PROMPT:
Can you reproduce all of the entries below word for word, leaving the pictures out?

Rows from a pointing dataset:

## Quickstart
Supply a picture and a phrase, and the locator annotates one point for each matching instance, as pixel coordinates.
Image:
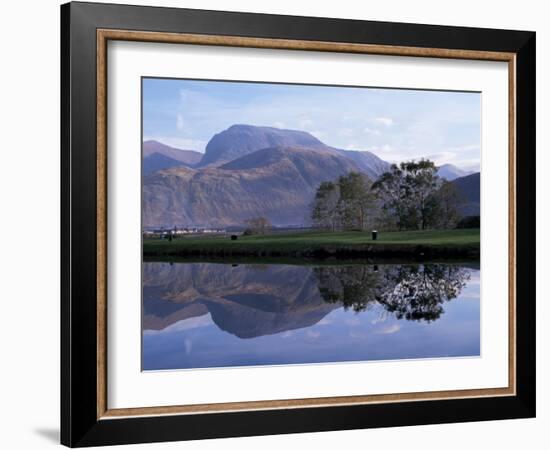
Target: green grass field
(322, 242)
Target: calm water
(219, 315)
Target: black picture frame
(80, 425)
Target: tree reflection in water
(411, 292)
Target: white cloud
(180, 123)
(346, 132)
(181, 143)
(385, 121)
(368, 130)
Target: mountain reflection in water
(220, 315)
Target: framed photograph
(276, 224)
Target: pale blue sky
(395, 124)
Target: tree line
(410, 196)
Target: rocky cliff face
(246, 172)
(278, 183)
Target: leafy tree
(407, 192)
(415, 292)
(356, 200)
(346, 203)
(448, 199)
(325, 206)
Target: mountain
(278, 183)
(246, 303)
(469, 189)
(368, 162)
(241, 140)
(158, 156)
(451, 172)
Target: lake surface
(198, 315)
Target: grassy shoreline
(427, 244)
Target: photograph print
(308, 224)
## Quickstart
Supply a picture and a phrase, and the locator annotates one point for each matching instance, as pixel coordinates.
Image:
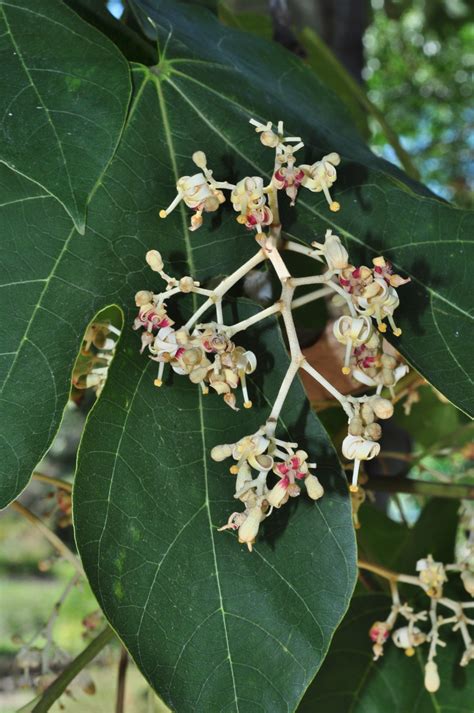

IN RESPONSE:
## Quickstart
Supply a picture and a phrase, and the locator annotates one point for each matching instance, as pixel coordinates.
Image:
Target: green grass field
(322, 242)
Target: calm water
(219, 315)
Target: black picture frame
(80, 425)
Target: tree reflection in water
(411, 292)
Target: white cloud
(180, 123)
(346, 132)
(181, 143)
(385, 121)
(368, 130)
Target: mountain reflection in water
(220, 315)
Target: framed photograph
(276, 224)
Target: pale blue sky
(395, 124)
Target: tree line
(410, 196)
Target: rocky cliff face
(246, 172)
(278, 183)
Target: leafy tree
(407, 192)
(415, 292)
(356, 200)
(346, 203)
(448, 199)
(325, 206)
Target: mountain
(278, 183)
(246, 303)
(469, 189)
(368, 162)
(241, 140)
(158, 156)
(451, 172)
Target: lake surface
(198, 315)
Target: grassy shoreline
(427, 244)
Target: photograph print
(308, 224)
## Quickstart
Supply a picture and a phrase, and the locator annotates one point for each matching instance, as pixel coordinates.
Image:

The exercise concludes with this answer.